> **WORK TO BE COMPLETED**:
Return every line of the data exactly as it appears.

> **DATA SHOWN**:
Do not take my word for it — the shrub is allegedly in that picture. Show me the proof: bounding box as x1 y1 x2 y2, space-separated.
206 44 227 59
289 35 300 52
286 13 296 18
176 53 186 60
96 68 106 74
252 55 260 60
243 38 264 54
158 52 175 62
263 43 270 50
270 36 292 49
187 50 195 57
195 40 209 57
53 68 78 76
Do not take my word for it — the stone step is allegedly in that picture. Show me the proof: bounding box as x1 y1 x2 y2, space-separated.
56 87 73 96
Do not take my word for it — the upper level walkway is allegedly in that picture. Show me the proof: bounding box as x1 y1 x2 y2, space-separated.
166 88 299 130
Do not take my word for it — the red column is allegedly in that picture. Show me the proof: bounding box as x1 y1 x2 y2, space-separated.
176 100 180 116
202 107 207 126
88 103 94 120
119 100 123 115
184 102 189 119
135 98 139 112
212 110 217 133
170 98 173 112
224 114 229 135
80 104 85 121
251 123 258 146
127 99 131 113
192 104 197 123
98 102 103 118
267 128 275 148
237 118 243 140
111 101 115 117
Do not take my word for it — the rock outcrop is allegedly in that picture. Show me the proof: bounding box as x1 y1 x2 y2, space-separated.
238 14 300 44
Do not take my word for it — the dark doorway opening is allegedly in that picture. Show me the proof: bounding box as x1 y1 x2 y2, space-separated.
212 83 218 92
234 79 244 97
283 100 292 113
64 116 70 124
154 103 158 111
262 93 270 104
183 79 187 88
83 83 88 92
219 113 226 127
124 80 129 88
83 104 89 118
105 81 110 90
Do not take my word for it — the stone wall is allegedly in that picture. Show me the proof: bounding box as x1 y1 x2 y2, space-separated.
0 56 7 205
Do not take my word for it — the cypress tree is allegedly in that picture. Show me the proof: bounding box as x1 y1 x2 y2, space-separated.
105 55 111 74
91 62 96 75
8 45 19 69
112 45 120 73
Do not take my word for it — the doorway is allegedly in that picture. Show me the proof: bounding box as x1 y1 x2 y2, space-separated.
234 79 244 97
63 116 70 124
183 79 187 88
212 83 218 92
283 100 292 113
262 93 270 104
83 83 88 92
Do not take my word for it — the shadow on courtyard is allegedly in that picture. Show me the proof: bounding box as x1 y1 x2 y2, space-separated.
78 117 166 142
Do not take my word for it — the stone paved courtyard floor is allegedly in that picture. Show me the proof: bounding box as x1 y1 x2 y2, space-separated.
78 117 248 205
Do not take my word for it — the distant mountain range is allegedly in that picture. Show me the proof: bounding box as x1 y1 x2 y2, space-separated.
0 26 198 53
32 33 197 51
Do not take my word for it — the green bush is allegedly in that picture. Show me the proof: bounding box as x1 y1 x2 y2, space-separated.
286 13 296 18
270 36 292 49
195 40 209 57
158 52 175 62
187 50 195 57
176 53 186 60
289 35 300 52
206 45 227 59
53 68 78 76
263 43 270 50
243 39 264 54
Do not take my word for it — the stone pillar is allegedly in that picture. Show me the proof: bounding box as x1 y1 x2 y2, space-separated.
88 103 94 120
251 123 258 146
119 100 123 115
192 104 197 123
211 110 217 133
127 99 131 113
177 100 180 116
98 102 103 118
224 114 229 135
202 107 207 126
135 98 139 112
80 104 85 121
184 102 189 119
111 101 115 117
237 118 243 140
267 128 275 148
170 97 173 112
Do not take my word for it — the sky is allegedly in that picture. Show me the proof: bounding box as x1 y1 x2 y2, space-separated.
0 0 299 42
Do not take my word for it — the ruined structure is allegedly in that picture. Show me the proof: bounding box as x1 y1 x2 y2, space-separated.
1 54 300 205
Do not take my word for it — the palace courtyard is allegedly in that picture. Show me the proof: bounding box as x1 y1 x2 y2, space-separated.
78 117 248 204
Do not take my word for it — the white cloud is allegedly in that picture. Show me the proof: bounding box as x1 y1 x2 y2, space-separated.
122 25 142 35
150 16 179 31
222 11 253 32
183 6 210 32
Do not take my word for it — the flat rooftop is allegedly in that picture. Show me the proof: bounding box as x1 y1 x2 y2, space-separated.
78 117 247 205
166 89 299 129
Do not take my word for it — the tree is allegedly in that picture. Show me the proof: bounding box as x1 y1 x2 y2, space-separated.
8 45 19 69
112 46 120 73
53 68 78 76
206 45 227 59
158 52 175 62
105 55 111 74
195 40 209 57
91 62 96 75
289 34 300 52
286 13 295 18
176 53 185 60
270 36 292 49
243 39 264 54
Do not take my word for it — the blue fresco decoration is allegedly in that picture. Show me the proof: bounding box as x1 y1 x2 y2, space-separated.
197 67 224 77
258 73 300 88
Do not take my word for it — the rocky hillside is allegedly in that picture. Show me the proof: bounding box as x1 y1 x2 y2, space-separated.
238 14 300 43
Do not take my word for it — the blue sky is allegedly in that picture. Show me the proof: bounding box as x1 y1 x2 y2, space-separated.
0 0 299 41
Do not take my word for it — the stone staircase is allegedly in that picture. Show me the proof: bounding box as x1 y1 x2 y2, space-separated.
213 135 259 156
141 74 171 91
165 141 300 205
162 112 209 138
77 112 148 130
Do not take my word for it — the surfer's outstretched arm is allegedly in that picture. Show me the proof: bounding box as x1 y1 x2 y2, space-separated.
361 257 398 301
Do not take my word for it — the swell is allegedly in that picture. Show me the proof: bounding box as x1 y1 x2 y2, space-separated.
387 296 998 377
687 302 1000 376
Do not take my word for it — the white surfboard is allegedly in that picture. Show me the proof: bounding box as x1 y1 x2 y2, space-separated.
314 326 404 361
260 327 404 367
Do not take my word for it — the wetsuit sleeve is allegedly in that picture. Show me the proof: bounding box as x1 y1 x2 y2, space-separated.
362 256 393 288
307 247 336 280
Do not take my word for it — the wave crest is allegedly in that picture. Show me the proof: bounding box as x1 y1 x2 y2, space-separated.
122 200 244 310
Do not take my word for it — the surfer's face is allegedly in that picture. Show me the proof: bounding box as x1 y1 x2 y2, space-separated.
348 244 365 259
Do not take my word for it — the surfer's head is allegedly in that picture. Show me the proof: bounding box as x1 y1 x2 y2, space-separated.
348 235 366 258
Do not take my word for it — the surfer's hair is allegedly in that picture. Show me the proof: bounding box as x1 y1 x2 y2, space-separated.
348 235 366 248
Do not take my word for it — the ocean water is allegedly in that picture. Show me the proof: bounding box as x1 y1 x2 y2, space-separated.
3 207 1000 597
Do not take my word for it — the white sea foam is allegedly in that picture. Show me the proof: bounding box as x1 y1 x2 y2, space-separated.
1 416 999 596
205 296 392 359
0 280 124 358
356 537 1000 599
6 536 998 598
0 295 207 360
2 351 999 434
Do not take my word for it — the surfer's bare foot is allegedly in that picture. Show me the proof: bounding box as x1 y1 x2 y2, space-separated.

> **SOLUTION TO THIS PROBLEM**:
Do not take my word for it — the shrub is allegedly in that picture. Show me the proof: bounding box as x1 y1 x2 y2, space-separated.
206 44 227 59
289 35 300 52
286 13 296 18
176 53 186 60
96 68 106 74
252 55 260 60
243 38 264 54
158 52 175 62
263 43 270 50
270 36 292 49
187 50 195 57
195 40 209 57
53 68 78 76
Do not take my word for it — the stone step is allegedly in that picture. Show me the proof: bounding box as x1 y1 x2 y2, space-separated.
56 87 73 96
Do not take my word for it — the upper level walkway is allegedly in that picture. Show me the proof: bounding box as x1 y1 x2 y2, space-separated.
166 88 299 130
Do not take my word for it — the red column is allegedly in that picture. Show me the proof: bounding box as x1 y1 x2 y2, space-separated.
176 100 180 116
202 107 207 126
88 103 94 120
119 100 123 115
184 102 189 119
135 98 139 112
212 110 217 133
170 98 173 112
224 114 229 135
80 104 85 121
251 123 258 146
127 99 131 113
192 104 197 123
98 102 103 118
267 128 275 148
237 118 243 140
111 101 115 117
Do not take my word for it — the rock outcrop is allegedly in that picture. Show me the proof: bounding box as x1 y1 x2 y2, space-separated.
238 14 300 44
Do not take my word for it — the dark doorway opening is allegedly in that picture. Show me the proof: bounding box as x1 y1 x2 y2, space-separated.
212 83 218 92
234 79 244 97
283 100 292 113
64 116 70 124
154 103 158 111
262 93 270 104
183 79 187 88
83 83 88 92
219 113 226 127
124 80 129 88
83 104 89 118
105 81 110 90
Do not take my word for it — the stone wall is allegedly in that picture. Show me the proof: bounding box as x1 y1 x2 y2, space-separated.
0 56 7 205
Do not take my word for it — the cypress tree is allegedly in that picture. Show me the proof: bounding box as x1 y1 x2 y2, space-separated.
105 55 111 74
91 62 96 75
8 45 19 69
112 45 120 73
Do not take my word for it — the doorway is allegedly in that picture. Show me the proof: bounding box as x1 y1 x2 y2, space-separated.
234 79 244 97
63 116 70 124
183 79 187 88
212 83 218 92
283 100 292 113
262 93 270 104
83 83 88 92
Do not take my word for it — the shadow on courtyard is allegedly in that picture. Show me the proof: bounding box as x1 y1 x2 y2, space-separated.
78 117 166 142
Do not take my word for it — the stone paved courtyard floor is allegedly in that picture. Show me the proof: bounding box as x1 y1 x2 y2, space-separated.
78 117 248 205
Do not take my word for it — the distant mountain range is allegedly in that picture. Show me the proof: bounding box as x1 y1 x2 y2, space-separated.
0 26 198 53
32 33 197 51
Do not take my word for it — the green bush is allegedly in that picture. Show me the proof: bounding box as x1 y1 x2 y2, space-separated.
286 13 296 18
270 36 292 49
195 40 209 57
158 52 175 62
187 50 195 57
176 53 186 60
289 35 300 52
206 45 227 59
53 68 78 76
263 43 270 50
243 39 264 54
Do not take my word for it — the stone pillar is allegedly in that picture. Show me the proof: bounding box as x1 y1 x2 y2, space-separated.
88 103 94 120
251 123 258 146
119 100 123 115
192 104 197 123
211 110 217 133
127 99 131 113
177 100 180 116
98 102 103 118
224 114 229 135
202 107 207 126
135 98 139 112
80 104 85 121
184 102 189 119
111 101 115 117
237 118 243 140
267 128 275 148
170 97 173 112
Do not take my word for it — the sky is allegedly in that picture. Show me the proof: bounding box as x1 y1 x2 y2, space-separated.
0 0 299 42
Do not take my word for it — the ruined structure is allegedly in that picture. Show me the proof: bounding box as x1 y1 x2 y2, space-separated.
1 54 300 205
Do not take my word for it — the palace courtyard is allegedly in that picture. Show me the proof: bounding box as x1 y1 x2 y2, space-separated.
78 117 248 204
Do not take my word for it — the white cloud is allegedly in that picture. Show me the proof: bounding box as x1 y1 x2 y2, space-separated.
122 25 142 35
150 16 179 31
222 11 253 32
183 6 210 32
Do not take my word for it — the flat rooftop is allegedly in that picture. Show me the proof: bounding box as x1 y1 x2 y2, space-separated.
78 117 247 205
166 89 299 129
Do not take my word for it — the tree is allegedly in that picture. Show me the proof: bounding box as x1 y1 x2 y2, space-separated.
8 45 19 69
112 46 120 73
53 68 78 76
206 45 227 59
158 52 175 62
105 55 111 74
195 40 209 57
91 62 96 75
289 34 300 52
286 13 295 18
176 53 185 60
270 36 292 49
243 39 264 54
Do not take my word for it — the blue fresco decoration is allegedly in that picture. Show me the proof: bounding box as x1 y1 x2 y2, space-separated.
197 67 224 77
258 73 300 88
Do not take my word for it — the rocky hillside is allegedly in that picture. Show me the proof: bounding box as x1 y1 x2 y2, space-separated.
238 14 300 43
Do not take my word for it — the blue sky is allegedly in that picture. Show me the proof: bounding box as x1 y1 x2 y2, space-separated.
0 0 299 41
Do not take my word for it — the stone staircase is allegedly in that picture. Show me the proof: bounding box as x1 y1 x2 y2, space-separated.
213 135 259 156
141 74 171 91
165 141 300 205
162 112 209 138
77 112 148 130
Do not take my word for it — the surfer's outstretched arm is allegedly in that picture. Show me the proof: bounding box as x1 y1 x2 y2, space-separated.
361 257 398 301
Do not take my word for it — the swell is allegedly in that picture. Show me the proof: bounding box as x1 y1 x2 y2, space-separated.
387 296 998 377
687 302 1000 376
Do not take my word for it — the white surfboard is allegedly in that picture. Show me the proof: bounding box as x1 y1 x2 y2, space-separated.
314 326 404 361
260 327 404 367
Do not take my word for it — the wetsuit sleeve is allegedly in that picture. Show me the proof: bounding box as x1 y1 x2 y2, space-separated.
362 256 393 288
307 247 336 280
Do not take my word for it — the wave crest is allegedly in that picture. Show me the proof: bounding box as x1 y1 x2 y2, space-separated.
122 200 244 310
Do not take my word for it — the surfer's face is allegedly in that picture. Show me the proof: bounding box as x1 y1 x2 y2, space-separated.
348 244 365 259
Do not take my word for it — the surfer's head is allegedly in that picture. Show me the proof: bounding box as x1 y1 x2 y2, space-separated.
348 235 366 258
Do not take my word for it — the surfer's hair is allegedly in that picture. Show me the proof: bounding box as x1 y1 x2 y2, space-separated.
348 235 366 248
Do not take my word for it — the ocean water is allegedly in that picture. Show me the proof: bounding box as x1 y1 x2 y2, space-separated.
3 207 1000 597
Do not take my word for it — the white sea foam is allegedly in that picture. Show me the proof: bounding box as x1 y1 x2 y2, space-separated.
1 416 999 596
205 296 392 359
0 280 124 358
356 537 1000 599
6 536 998 598
0 295 207 360
2 351 999 434
Do not take my word for it — the surfer's bare foot is allegedly in that picture. Show me the proof: bounding box as x1 y1 x2 y2, space-separated.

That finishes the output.